**DESCRIPTION OF THE TASK**
Update the lines below by replacing every "tag a point" with "mark a point" and leaving everything else as it is.

**EXTRACTED ENTRIES**
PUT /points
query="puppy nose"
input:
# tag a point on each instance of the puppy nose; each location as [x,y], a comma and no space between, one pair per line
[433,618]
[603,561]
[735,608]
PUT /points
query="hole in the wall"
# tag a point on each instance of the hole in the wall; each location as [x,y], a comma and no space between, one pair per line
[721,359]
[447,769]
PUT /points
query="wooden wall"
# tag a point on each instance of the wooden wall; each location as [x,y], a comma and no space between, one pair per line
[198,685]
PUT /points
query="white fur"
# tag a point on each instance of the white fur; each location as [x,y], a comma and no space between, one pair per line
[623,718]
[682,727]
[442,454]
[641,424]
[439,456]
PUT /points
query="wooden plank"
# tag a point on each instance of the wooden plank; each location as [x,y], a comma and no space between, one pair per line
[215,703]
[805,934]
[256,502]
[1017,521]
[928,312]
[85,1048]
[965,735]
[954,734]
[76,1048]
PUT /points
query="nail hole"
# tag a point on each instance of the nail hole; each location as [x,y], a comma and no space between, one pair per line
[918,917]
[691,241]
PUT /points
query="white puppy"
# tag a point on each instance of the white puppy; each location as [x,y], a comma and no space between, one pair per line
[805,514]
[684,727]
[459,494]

**THE REPLY**
PUT /points
query="puppy nose"
input:
# mark a point on each instance of the puppy nose; each location as [x,y], a comma and no space between, one pair per line
[433,618]
[603,561]
[735,608]
PUT /points
query="hole in the wall"
# mark a point on each instance of the hole in the wall; each location as [x,y], a comma and no space between, one pair per line
[721,359]
[447,769]
PUT /points
query="wooden wall"
# mark a point on each instance of the wooden wall; each location as [x,y], a comma and no space between, one pair per line
[198,685]
PUT /points
query="white fur"
# mark a point on each instance of the white fur; each location as [x,y], a comma and no space between, one pair per line
[623,718]
[682,727]
[442,454]
[641,424]
[439,456]
PUT /points
query="wooden plank"
# mark a point on each instance of the wooden plank; each location as [x,y], a comma and no space between, one pair per line
[215,703]
[805,934]
[256,502]
[1017,521]
[928,312]
[85,1048]
[965,735]
[954,734]
[76,1048]
PUT /points
query="nail hole"
# mark a point on each instance of the nail hole; each location as [x,y], a comma and no space between, one pair per line
[918,917]
[691,241]
PUT /points
query="white puppy"
# mark a point on each instance of the white puppy; each location as [x,y], a comma and no space between, one pair per line
[805,514]
[684,727]
[459,494]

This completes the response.